## [Input data]
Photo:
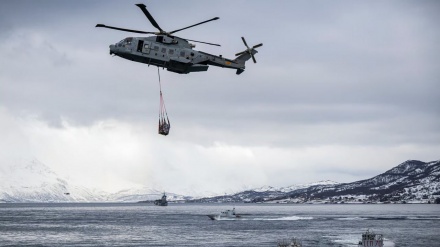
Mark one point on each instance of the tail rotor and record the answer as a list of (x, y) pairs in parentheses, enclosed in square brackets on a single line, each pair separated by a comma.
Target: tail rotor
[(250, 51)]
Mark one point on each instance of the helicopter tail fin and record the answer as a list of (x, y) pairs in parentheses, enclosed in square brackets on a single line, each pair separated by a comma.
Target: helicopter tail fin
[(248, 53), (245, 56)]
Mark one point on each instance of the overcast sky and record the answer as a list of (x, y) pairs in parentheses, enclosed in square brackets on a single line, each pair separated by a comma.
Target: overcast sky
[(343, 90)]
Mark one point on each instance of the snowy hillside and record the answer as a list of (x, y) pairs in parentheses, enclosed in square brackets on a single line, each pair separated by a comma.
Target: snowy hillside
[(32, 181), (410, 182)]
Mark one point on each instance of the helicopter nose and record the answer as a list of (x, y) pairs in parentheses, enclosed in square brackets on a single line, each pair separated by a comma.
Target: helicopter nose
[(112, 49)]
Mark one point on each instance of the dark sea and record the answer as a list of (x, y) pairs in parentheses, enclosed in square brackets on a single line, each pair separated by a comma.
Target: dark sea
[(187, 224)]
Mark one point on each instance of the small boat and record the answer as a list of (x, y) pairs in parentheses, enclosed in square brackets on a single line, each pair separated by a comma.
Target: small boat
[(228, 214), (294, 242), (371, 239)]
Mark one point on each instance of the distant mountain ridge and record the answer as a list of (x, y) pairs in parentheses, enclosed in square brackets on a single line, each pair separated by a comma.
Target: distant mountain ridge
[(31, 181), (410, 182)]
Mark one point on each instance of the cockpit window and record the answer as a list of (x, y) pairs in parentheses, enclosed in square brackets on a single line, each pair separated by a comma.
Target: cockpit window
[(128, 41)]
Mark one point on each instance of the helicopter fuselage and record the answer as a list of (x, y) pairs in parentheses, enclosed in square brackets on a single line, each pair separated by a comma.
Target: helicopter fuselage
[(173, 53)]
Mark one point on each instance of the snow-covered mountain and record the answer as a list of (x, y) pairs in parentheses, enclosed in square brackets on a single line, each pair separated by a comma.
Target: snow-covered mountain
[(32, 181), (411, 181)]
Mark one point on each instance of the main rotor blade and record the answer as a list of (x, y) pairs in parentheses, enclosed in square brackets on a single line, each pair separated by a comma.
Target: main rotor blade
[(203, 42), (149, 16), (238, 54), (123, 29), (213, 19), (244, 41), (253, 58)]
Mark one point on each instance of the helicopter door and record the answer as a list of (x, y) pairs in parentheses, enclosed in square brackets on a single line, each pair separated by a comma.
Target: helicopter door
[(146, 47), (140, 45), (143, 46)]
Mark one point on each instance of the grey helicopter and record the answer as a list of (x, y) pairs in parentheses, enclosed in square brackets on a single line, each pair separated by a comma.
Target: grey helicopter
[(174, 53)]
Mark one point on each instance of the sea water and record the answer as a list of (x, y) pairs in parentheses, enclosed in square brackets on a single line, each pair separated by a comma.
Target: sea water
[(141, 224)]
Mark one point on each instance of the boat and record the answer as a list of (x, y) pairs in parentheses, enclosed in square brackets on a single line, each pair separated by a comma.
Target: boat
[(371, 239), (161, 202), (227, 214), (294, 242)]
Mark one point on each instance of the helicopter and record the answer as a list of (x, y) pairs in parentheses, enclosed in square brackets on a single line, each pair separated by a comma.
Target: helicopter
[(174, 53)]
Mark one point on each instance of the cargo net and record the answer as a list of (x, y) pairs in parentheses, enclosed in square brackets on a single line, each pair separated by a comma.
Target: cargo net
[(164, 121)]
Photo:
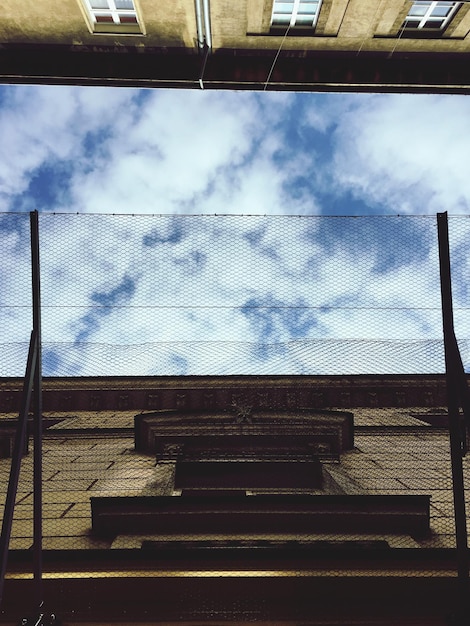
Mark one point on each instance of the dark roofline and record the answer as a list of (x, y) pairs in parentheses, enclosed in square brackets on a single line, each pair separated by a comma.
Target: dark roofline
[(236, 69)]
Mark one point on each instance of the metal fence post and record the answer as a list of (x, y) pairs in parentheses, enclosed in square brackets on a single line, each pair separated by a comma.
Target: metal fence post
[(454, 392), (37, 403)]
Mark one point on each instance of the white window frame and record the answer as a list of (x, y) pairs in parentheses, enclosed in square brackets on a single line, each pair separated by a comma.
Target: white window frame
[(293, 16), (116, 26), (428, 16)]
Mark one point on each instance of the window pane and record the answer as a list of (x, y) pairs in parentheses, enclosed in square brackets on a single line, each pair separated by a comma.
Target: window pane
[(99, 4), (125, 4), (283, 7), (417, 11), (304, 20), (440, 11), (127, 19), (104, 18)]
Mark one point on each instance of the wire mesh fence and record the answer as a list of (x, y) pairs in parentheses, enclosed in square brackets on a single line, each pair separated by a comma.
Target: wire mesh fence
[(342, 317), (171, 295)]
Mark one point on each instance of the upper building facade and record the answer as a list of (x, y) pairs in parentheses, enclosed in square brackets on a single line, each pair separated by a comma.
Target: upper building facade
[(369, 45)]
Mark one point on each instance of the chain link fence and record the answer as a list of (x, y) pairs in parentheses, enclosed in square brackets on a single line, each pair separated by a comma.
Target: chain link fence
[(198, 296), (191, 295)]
* * *
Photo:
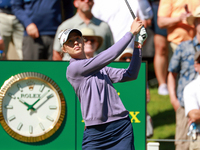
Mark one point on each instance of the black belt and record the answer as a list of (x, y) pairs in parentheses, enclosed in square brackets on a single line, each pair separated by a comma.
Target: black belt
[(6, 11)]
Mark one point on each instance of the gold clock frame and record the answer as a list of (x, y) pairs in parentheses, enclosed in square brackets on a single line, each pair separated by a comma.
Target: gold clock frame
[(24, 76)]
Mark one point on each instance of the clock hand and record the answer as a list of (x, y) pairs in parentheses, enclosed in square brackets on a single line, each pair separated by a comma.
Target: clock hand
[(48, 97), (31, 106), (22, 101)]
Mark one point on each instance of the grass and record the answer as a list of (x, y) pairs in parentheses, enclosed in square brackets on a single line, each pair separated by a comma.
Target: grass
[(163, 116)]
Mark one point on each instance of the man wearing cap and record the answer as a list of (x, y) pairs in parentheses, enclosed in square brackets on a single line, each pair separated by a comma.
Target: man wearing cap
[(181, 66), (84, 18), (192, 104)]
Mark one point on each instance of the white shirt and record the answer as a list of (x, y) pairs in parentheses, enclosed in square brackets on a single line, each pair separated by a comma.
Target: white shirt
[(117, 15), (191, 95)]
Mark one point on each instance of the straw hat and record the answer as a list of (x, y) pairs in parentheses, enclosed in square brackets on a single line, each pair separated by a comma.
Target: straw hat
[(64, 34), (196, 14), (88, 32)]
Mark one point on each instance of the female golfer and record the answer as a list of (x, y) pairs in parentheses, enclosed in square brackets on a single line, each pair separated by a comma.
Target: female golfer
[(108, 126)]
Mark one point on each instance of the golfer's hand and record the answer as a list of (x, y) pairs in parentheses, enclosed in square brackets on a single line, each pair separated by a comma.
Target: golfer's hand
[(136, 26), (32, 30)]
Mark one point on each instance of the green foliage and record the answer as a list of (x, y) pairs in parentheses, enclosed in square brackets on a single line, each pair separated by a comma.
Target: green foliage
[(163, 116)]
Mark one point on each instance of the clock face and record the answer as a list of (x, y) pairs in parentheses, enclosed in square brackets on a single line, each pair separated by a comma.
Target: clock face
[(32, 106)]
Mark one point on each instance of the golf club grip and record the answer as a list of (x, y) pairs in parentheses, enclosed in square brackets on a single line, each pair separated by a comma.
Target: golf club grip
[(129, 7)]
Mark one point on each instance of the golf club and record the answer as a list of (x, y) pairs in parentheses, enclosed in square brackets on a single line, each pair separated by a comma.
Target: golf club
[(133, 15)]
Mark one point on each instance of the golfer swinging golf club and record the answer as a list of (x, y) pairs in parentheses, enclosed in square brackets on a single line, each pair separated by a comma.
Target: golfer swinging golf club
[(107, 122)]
...
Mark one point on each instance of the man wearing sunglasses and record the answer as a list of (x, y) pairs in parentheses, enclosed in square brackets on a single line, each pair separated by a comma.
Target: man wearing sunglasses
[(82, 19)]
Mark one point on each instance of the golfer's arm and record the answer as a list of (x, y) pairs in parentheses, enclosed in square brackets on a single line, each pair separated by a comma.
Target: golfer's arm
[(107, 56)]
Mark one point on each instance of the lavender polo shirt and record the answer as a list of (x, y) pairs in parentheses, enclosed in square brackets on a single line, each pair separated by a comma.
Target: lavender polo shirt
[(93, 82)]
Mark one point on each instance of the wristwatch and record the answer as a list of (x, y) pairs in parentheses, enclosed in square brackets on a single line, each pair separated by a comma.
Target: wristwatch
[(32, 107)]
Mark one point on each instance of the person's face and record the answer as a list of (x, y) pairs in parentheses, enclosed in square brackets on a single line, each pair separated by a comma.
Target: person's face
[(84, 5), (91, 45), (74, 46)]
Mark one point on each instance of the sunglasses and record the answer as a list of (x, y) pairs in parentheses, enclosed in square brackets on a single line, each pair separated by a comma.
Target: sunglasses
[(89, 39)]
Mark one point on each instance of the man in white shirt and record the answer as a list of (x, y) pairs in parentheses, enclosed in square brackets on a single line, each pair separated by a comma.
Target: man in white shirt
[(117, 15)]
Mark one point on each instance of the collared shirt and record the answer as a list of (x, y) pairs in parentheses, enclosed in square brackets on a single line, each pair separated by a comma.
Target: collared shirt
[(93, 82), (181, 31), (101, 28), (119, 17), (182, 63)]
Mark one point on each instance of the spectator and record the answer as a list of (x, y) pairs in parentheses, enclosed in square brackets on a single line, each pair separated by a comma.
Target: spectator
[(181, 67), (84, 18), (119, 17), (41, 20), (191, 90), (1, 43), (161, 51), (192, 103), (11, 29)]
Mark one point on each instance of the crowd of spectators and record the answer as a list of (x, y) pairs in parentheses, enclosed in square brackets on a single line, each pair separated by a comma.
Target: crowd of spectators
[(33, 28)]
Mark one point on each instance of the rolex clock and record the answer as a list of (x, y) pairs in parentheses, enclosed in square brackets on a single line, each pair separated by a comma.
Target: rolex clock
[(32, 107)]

## [Given task]
Scale the data from the line containing "Mark one point on each instance of the chain" up to and including the line containing "[(198, 296), (191, 295)]", rewriting every one of those lines in full. Multiply each coordinate in the answers by 2.15 and round it to a whole number, halves up, leaving all other text unchanged.

## [Written answer]
Mark one point on each instance of the chain link fence and record the answer as a list of (x, y) pairs in parentheses, enclosed in square brackets on a single line, each pair separated by a comma.
Target: chain link fence
[(426, 636), (411, 634)]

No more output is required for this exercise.